DATA PROVIDED:
▬▬▬▬▬▬

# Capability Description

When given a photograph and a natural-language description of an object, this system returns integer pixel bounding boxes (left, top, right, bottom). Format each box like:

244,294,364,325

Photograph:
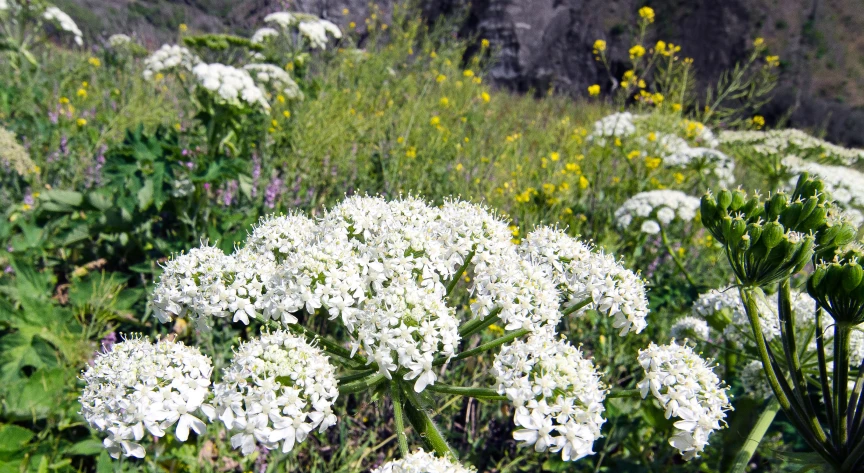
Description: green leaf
0,424,36,453
65,439,105,456
138,179,153,210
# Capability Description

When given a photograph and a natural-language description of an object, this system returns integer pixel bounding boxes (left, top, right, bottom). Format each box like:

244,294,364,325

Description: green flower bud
762,222,786,250
717,189,732,210
842,260,864,292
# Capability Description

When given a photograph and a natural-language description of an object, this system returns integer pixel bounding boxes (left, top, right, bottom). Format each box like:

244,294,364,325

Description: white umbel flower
251,27,279,44
213,331,339,455
297,18,342,49
192,63,270,111
492,334,606,461
615,190,699,234
519,226,648,335
371,448,477,473
80,337,214,458
638,340,732,460
669,315,710,340
152,245,234,328
144,44,201,80
243,64,303,100
42,6,84,46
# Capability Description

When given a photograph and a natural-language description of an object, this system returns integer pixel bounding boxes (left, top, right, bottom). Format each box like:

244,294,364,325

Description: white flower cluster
519,226,648,335
192,63,270,111
80,338,215,458
589,112,638,139
615,190,699,235
213,331,339,455
662,146,735,187
669,315,710,340
42,6,84,46
144,44,201,80
638,340,732,460
243,64,303,100
720,128,864,166
492,333,606,461
108,33,132,48
297,19,342,49
264,12,342,49
251,26,279,44
371,448,477,473
782,155,864,226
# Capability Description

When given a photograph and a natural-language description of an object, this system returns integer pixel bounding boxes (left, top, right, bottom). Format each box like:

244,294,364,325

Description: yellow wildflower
639,7,654,23
630,44,645,59
750,115,765,130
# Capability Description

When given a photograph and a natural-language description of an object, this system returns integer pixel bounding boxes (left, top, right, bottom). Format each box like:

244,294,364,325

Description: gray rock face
65,0,864,146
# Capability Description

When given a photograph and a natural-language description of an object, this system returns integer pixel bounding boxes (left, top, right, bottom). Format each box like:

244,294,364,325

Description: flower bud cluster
213,330,339,455
79,337,214,458
519,226,648,335
615,190,699,235
638,340,732,460
492,333,606,461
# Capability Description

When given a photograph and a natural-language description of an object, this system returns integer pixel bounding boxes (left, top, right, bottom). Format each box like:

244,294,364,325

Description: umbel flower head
79,337,214,458
615,190,699,235
519,226,648,335
492,333,606,461
638,340,732,460
371,448,477,473
807,248,864,326
213,330,339,455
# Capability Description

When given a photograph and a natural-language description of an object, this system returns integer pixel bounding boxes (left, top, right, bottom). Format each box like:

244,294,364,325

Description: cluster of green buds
807,246,864,327
701,174,856,286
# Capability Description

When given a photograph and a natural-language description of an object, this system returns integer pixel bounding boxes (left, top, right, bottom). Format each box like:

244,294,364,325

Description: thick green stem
729,399,780,473
834,324,851,452
561,296,594,317
426,383,507,401
402,389,458,460
432,328,531,366
339,373,387,394
459,307,501,338
606,389,642,399
447,250,474,297
390,381,408,458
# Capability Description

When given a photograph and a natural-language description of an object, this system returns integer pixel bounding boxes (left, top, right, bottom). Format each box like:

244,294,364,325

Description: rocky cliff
57,0,864,146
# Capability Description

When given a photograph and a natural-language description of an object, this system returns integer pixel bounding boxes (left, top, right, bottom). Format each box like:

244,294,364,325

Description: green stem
447,250,474,297
339,373,387,394
459,307,501,338
729,399,780,473
834,324,851,452
606,389,642,399
402,389,459,460
426,383,507,401
660,227,698,288
561,296,594,317
390,381,408,458
432,328,531,366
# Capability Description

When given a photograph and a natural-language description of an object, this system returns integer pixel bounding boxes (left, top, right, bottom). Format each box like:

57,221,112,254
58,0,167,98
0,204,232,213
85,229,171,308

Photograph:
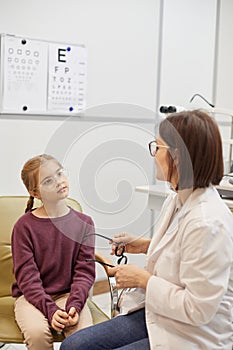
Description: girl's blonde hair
21,154,61,213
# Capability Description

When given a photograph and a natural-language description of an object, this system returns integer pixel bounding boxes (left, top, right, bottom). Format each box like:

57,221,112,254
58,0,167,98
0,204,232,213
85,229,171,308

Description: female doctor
61,110,233,350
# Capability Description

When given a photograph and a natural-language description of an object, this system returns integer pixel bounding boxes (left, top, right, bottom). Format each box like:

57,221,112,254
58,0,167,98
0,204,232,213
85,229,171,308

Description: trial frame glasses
39,168,68,191
84,233,128,267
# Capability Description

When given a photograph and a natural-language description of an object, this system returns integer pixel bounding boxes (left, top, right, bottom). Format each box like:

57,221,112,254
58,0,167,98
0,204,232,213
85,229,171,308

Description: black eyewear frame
84,233,128,267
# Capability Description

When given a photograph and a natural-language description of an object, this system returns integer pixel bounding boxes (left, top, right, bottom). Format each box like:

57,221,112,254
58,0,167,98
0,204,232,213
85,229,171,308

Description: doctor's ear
171,148,180,167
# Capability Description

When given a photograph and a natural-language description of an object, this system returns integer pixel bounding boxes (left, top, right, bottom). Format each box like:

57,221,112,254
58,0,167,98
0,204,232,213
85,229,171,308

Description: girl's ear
29,190,40,199
172,148,180,168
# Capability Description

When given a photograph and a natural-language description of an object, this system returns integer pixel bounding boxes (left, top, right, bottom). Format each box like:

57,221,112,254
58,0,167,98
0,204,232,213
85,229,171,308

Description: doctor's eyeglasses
148,141,170,157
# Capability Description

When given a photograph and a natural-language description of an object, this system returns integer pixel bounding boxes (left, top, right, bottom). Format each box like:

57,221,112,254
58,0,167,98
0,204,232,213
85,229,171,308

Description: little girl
12,154,95,350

▬▬▬▬▬▬

EXERCISE DETAILS: How many lines of the listing above contain the string "girl"? Reply with the number only.

FULL RESPONSE: 3